# The problem
Each line of the data below containing "object" needs to be listed.

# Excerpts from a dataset

# # # #

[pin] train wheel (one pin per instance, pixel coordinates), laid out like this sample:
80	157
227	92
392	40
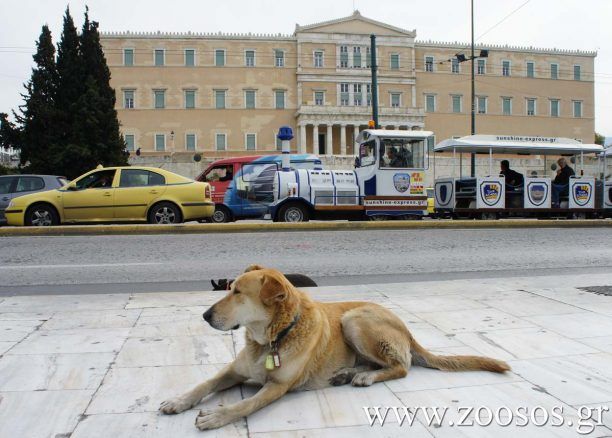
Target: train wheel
293	212
489	216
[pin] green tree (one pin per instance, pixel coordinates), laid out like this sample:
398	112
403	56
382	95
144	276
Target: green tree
98	120
9	133
35	133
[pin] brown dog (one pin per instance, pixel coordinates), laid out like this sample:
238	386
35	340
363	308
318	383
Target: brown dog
293	342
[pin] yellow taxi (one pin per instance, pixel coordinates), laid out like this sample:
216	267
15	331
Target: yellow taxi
116	194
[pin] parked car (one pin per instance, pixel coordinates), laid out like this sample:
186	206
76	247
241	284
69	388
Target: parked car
116	194
12	186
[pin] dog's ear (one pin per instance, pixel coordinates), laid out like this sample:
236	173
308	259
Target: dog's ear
272	290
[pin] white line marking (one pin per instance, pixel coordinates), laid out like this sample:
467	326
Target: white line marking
97	265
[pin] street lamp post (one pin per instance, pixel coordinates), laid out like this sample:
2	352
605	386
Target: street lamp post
472	58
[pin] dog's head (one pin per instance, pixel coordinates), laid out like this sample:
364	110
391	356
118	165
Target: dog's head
259	296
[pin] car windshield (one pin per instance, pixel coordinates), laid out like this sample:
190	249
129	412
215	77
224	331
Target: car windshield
96	180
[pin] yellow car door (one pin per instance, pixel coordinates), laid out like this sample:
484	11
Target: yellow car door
90	198
137	190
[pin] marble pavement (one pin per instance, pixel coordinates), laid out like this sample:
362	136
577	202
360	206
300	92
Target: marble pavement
84	366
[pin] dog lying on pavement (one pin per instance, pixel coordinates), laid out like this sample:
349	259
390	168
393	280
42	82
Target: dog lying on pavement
293	342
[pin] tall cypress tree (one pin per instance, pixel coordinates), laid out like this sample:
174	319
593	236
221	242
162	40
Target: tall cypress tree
99	123
37	118
72	155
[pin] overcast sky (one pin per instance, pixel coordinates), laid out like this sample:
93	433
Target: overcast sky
567	24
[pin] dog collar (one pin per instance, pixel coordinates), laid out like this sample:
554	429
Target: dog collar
273	359
284	332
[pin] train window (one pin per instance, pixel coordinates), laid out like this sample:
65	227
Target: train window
367	153
402	153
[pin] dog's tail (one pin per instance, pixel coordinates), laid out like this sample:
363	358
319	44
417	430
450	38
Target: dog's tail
422	357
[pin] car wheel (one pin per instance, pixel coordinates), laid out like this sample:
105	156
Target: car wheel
165	213
293	213
221	215
41	215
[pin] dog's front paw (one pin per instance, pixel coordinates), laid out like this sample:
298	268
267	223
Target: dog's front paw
175	405
363	379
212	419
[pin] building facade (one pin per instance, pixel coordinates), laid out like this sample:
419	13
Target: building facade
227	94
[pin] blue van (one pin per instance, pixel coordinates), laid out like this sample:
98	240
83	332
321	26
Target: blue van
242	186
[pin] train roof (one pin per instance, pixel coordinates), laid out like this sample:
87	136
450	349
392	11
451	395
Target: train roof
516	144
266	158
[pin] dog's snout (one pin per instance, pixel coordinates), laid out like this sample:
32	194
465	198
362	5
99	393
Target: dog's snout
208	315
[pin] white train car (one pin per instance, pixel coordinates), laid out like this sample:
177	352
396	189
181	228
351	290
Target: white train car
491	196
388	182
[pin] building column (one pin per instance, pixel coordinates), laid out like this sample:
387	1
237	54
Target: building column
302	128
343	139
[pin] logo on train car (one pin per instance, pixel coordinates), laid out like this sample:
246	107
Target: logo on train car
401	181
444	192
490	192
416	185
582	194
537	193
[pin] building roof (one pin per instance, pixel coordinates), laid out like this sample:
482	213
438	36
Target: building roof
462	47
355	16
392	133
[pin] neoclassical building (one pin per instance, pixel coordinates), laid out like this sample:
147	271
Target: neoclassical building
227	94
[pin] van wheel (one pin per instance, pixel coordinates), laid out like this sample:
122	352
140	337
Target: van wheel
165	213
221	215
41	215
293	212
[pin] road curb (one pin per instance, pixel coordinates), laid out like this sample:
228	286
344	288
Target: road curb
85	230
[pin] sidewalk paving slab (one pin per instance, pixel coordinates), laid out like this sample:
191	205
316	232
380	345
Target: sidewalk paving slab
100	365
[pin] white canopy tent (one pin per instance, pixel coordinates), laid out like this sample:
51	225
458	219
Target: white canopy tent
516	144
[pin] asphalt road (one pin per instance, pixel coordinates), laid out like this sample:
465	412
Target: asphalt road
102	264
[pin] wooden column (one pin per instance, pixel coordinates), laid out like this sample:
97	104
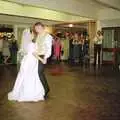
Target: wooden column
92	28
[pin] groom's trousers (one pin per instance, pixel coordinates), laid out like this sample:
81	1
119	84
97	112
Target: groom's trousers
43	78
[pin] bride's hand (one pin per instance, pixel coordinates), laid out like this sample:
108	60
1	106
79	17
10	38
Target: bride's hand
44	61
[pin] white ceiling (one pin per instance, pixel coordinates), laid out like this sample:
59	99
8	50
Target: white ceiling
96	9
84	8
7	19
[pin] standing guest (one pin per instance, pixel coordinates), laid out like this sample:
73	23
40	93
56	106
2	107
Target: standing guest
66	46
6	51
1	49
57	49
98	47
14	49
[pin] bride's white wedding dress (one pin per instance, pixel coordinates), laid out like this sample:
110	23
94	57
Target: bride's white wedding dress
28	86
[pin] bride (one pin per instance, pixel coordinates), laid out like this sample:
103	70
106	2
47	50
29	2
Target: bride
28	86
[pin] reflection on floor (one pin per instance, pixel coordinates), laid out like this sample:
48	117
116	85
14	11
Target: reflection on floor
76	94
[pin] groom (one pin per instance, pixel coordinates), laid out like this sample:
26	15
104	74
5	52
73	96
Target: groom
44	43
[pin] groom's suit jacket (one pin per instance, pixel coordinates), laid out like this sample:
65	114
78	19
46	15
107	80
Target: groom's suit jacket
44	45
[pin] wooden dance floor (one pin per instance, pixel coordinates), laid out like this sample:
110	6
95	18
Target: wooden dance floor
76	94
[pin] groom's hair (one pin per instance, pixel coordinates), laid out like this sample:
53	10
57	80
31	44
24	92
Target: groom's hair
39	24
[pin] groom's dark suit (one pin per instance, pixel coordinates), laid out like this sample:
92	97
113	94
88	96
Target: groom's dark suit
44	50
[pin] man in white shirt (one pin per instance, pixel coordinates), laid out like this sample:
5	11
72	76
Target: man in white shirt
98	47
44	43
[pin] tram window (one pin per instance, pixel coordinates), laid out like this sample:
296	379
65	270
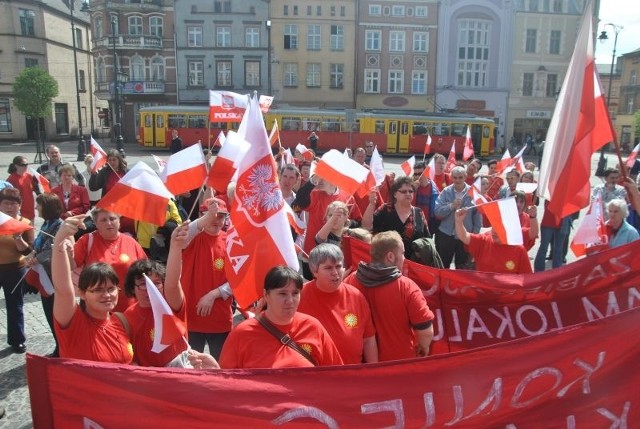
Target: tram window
458	130
197	121
177	121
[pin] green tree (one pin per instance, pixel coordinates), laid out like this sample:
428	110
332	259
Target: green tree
33	91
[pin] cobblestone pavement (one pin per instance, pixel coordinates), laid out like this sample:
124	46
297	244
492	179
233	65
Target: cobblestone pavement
14	394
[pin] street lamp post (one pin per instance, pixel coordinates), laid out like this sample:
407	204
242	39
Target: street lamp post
603	37
117	119
81	142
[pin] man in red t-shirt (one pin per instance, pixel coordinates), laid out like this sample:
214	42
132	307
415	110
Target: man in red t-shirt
400	312
340	307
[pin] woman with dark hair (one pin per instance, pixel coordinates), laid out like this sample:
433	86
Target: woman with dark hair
13	249
259	342
400	215
89	330
22	180
49	208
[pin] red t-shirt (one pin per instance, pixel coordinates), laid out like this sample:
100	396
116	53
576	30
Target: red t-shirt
250	345
142	334
397	308
345	314
119	253
498	258
203	271
92	339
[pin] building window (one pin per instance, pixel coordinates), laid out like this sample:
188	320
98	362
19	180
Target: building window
223	37
313	37
291	36
27	22
473	53
82	83
396	41
396	82
372	40
313	75
554	42
196	73
156	26
420	42
527	85
157	69
252	37
530	42
135	25
337	37
291	74
194	36
419	82
5	116
372	81
223	73
336	75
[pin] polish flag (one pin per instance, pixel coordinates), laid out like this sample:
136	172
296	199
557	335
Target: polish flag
11	226
307	155
592	233
99	156
451	161
504	219
226	106
185	170
342	172
167	327
468	146
579	127
43	182
225	166
140	195
632	157
274	137
161	163
427	145
407	166
260	236
37	277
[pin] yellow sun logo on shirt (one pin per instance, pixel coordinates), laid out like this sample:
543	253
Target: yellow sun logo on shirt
218	263
351	320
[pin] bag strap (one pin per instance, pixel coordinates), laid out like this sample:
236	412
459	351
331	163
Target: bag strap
285	339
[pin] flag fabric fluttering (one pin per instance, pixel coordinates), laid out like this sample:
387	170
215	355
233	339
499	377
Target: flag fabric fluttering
140	195
580	125
260	236
185	170
167	327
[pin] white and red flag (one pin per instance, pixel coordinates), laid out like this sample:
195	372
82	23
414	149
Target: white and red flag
43	182
226	106
225	166
631	160
260	237
468	146
342	172
167	327
99	156
185	170
407	166
140	195
579	127
504	219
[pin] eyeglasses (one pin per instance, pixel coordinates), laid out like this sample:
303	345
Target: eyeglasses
112	290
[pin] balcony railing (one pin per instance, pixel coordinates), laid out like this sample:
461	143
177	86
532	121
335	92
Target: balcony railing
130	42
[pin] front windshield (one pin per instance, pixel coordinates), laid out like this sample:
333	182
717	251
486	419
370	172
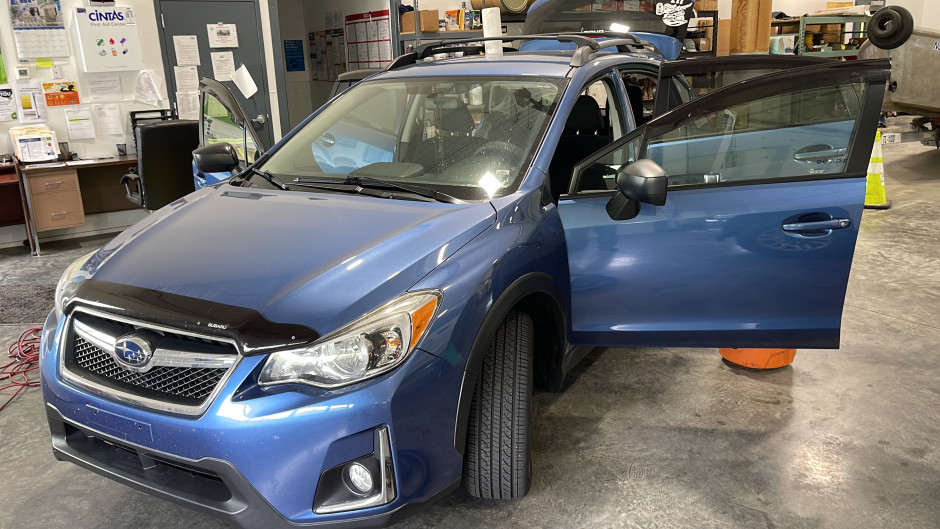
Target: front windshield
665	17
471	138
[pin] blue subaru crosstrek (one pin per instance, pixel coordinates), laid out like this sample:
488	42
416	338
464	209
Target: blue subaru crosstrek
341	333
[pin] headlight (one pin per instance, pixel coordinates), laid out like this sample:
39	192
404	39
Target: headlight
66	279
369	346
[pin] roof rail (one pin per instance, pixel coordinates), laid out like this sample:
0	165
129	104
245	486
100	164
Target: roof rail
586	43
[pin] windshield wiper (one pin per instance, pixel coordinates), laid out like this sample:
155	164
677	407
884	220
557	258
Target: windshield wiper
269	177
367	182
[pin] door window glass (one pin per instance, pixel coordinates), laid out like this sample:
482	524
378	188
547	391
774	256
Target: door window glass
641	91
792	134
220	127
595	121
601	174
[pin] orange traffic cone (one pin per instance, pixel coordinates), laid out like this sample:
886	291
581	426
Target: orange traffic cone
875	195
758	358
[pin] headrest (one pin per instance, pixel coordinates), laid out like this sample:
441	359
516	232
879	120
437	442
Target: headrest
457	119
585	117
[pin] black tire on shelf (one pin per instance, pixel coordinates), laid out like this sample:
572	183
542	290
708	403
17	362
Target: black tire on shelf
497	464
890	27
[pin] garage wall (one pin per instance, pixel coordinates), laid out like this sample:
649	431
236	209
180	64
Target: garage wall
298	85
102	145
314	13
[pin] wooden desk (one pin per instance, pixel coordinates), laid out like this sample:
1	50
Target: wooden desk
60	194
12	206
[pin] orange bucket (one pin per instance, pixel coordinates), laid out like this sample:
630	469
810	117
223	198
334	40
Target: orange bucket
758	358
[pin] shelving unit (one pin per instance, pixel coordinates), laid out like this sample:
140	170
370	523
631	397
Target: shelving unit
702	33
418	36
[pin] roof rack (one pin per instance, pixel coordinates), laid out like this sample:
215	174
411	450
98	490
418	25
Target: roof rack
587	45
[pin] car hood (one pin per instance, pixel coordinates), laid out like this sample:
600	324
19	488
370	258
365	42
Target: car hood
313	259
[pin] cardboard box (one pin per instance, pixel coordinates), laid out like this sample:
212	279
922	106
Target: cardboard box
705	5
428	20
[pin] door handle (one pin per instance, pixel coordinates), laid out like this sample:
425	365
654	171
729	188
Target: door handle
819	153
818	225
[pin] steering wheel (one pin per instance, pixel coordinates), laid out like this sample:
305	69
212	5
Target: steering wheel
503	149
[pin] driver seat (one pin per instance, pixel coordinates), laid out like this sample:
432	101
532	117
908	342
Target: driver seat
454	137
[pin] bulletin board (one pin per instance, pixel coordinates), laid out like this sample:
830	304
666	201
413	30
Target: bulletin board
38	29
107	39
327	54
368	40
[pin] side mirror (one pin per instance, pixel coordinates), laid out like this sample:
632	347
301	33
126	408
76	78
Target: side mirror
216	158
641	181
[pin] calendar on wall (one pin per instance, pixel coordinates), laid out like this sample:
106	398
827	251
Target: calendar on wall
38	29
368	40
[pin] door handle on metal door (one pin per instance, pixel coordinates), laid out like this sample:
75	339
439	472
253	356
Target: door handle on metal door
819	225
820	153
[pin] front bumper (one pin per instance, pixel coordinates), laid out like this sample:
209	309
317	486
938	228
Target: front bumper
254	458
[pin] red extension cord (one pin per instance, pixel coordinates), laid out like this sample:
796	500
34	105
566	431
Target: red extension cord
25	358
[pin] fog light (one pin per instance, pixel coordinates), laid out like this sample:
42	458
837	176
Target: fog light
360	478
361	483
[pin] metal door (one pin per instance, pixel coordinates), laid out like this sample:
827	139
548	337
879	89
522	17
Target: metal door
191	17
754	243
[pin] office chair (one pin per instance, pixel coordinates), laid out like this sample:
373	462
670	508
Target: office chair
164	169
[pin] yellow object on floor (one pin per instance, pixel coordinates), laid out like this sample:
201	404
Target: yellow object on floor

# # # #

# Answer space
[pin] yellow object on floor (one pin per instance, pixel coordinates), laid out like this sample:
Target: yellow object on floor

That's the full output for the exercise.